Extracted records:
§

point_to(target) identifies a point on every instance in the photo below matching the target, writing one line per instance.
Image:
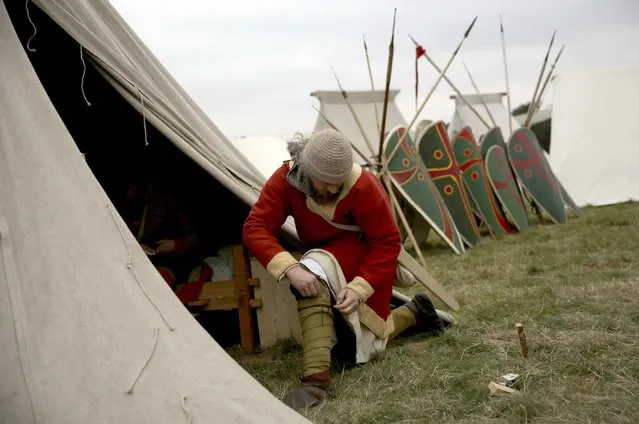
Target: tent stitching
(5, 251)
(130, 267)
(156, 332)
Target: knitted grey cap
(328, 157)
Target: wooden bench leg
(243, 294)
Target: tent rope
(35, 30)
(186, 411)
(129, 265)
(84, 69)
(146, 140)
(156, 332)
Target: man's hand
(165, 246)
(347, 301)
(306, 283)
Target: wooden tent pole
(459, 93)
(503, 47)
(541, 74)
(481, 98)
(432, 90)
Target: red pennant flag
(419, 50)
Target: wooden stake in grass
(481, 98)
(503, 47)
(389, 71)
(370, 76)
(521, 335)
(432, 90)
(357, 121)
(424, 54)
(543, 87)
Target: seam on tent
(84, 70)
(184, 408)
(129, 265)
(35, 30)
(156, 332)
(5, 256)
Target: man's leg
(316, 319)
(420, 314)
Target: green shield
(411, 179)
(474, 176)
(437, 154)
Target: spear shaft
(389, 71)
(543, 87)
(370, 76)
(503, 47)
(330, 124)
(481, 98)
(432, 90)
(459, 93)
(350, 107)
(541, 74)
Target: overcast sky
(251, 65)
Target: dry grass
(574, 287)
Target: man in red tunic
(343, 219)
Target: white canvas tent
(595, 149)
(266, 153)
(464, 116)
(84, 317)
(334, 108)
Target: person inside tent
(352, 243)
(167, 235)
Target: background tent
(266, 153)
(464, 116)
(335, 109)
(595, 149)
(83, 315)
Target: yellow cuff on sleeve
(360, 286)
(281, 263)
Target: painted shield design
(411, 179)
(505, 187)
(529, 163)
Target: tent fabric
(364, 103)
(266, 153)
(83, 315)
(464, 116)
(594, 150)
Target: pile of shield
(461, 187)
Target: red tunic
(368, 260)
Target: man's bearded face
(324, 193)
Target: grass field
(574, 287)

§

What you will do:
Give the material above as a numbered list of its lines, leaving out blank lines and the pictures.

Answer to the task:
1. point_to(target) identifies a point on every instance in the photo below matching the target, writing one line per instance.
2. Image:
3. Target: tent stitching
4. (5, 251)
5. (130, 267)
6. (156, 332)
7. Target: knitted grey cap
8. (328, 157)
9. Target: wooden bench leg
10. (243, 294)
11. Target: tent rope
12. (35, 30)
13. (186, 411)
14. (129, 265)
15. (84, 69)
16. (146, 140)
17. (156, 332)
18. Target: man's hand
19. (165, 246)
20. (347, 301)
21. (306, 283)
22. Target: wooden tent pole
23. (459, 93)
24. (503, 47)
25. (541, 74)
26. (481, 98)
27. (432, 90)
28. Target: red pennant flag
29. (419, 50)
30. Target: wooden stake in grass
31. (481, 98)
32. (503, 47)
33. (389, 71)
34. (370, 76)
35. (521, 335)
36. (432, 90)
37. (357, 121)
38. (424, 54)
39. (543, 87)
40. Target: seam on tent
41. (84, 70)
42. (184, 408)
43. (129, 265)
44. (35, 30)
45. (156, 332)
46. (5, 256)
47. Target: man's leg
48. (316, 319)
49. (420, 314)
50. Target: green shield
51. (411, 179)
52. (474, 176)
53. (437, 154)
54. Target: spear shaft
55. (389, 71)
56. (543, 87)
57. (370, 76)
58. (503, 47)
59. (330, 124)
60. (481, 98)
61. (432, 90)
62. (459, 93)
63. (350, 107)
64. (541, 74)
65. Target: overcast sky
66. (251, 65)
67. Target: dry grass
68. (574, 287)
69. Target: man in red tunic
70. (343, 219)
71. Target: white canvas tent
72. (595, 149)
73. (266, 153)
74. (464, 116)
75. (84, 317)
76. (334, 108)
77. Target: person inside tent
78. (352, 243)
79. (167, 235)
80. Target: background tent
81. (266, 153)
82. (464, 116)
83. (335, 109)
84. (595, 149)
85. (83, 315)
86. Target: yellow cuff on sleeve
87. (360, 286)
88. (281, 263)
89. Target: painted shield design
90. (411, 179)
91. (505, 187)
92. (529, 163)
93. Target: tent fabric
94. (364, 103)
95. (266, 153)
96. (83, 315)
97. (464, 116)
98. (594, 150)
99. Target: pile of shield
100. (461, 187)
101. Target: red tunic
102. (368, 260)
103. Target: man's bearded face
104. (324, 193)
105. Target: grass field
106. (574, 287)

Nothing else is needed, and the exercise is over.